Excerpt provided:
--------------------------------

What is this rule? It is that we aim for the perfection that our Lord Jesus reveals in the gospel; not that we can attain this during our lifetime, but rather that we are not to step aside one way or another, to the right or to the left, but to aim always for the goal that God has revealed to us. This is how we can be new creatures, by denying ourselves and dedicating ourselves fully to God. Since this is the case, let us make a decision to submit to this rule, and conform our lives to it. For each one of us immediately picks up our feet and legs to run off here or there; but in order not to go astray, we need to learn to hold fast to all that God reveals and teaches us in his Word. Now when Paul asks that peace and mercy be upon such people, it is to declare that, even if all in the world were foolishly to condemn us, we could ignore it and refuse to let it bother us, pursuing our own course. If God is for us, that ought to be sufficient. For if we are shaken by the foolish judgments of the world, and the opinions that they spread about us, we are not rendering to God the honour that is his due. If folk say of us, 'Those people are not living good lives', and we get upset and seek to conform to their tastes, we will surely be moving away from God.

--------------------------------

Aim of the task:
Please answer these questions about the sermon excerpt above:
1. What does the sermon excerpt say the rule is?
2. In order not to go astray, what do we need to learn?
3. If we are shaken by the foolish judgments of the world, what does the sermon excerpt say we fail to do?

Supplied information:

--------------------------------

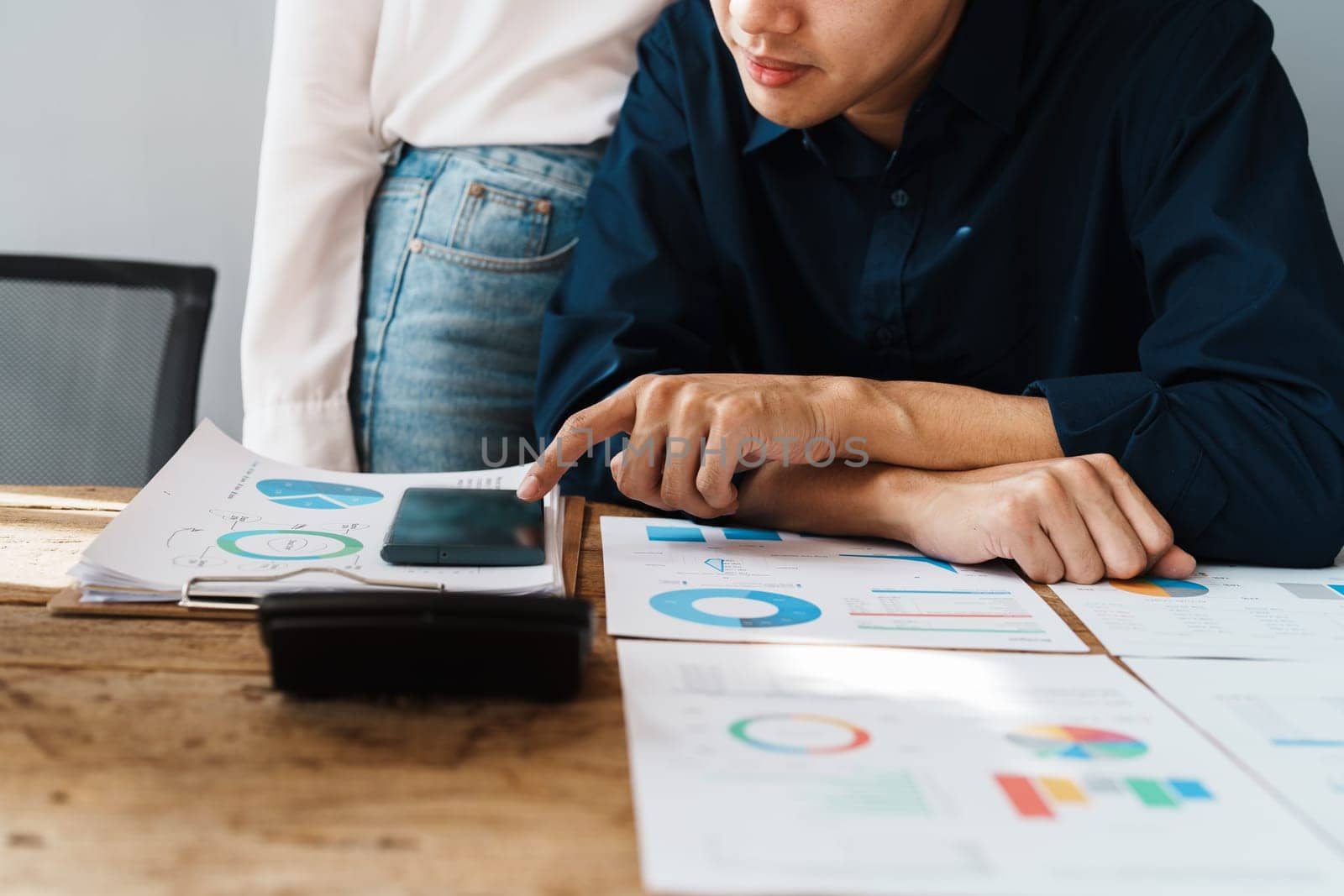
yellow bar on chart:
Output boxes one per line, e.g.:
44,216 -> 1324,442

--------------------------------

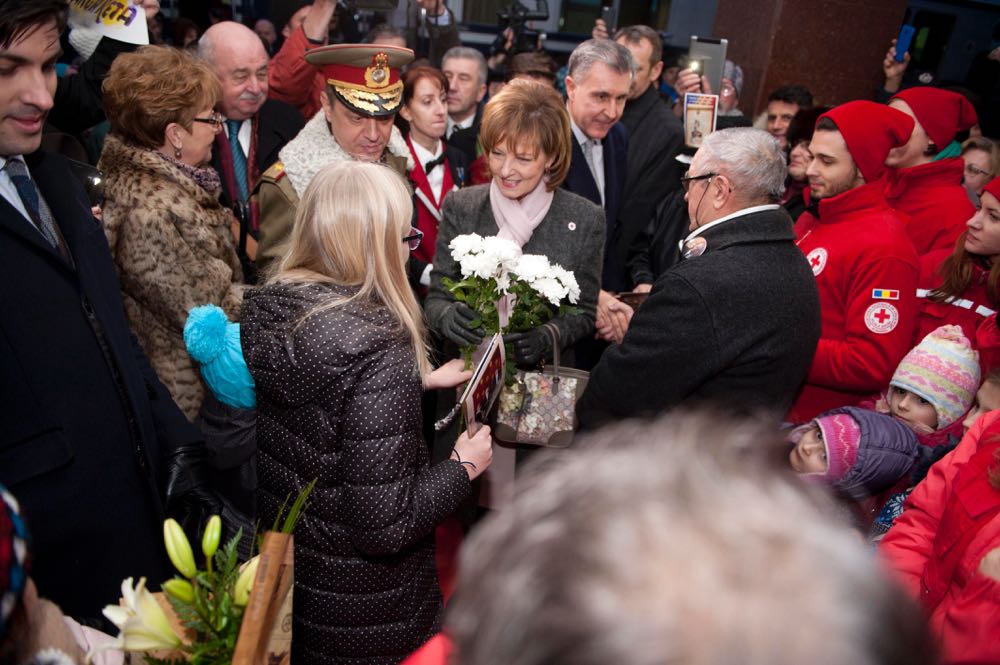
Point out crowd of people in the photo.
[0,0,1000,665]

--------------------------------

Solution:
1. The rule is that we aim for the perfection that our Lord Jesus reveals in the gospel.
2. We need to learn to hold fast to all that God reveals and teaches us in his Word.
3. We fail to render to God the honor that is his due.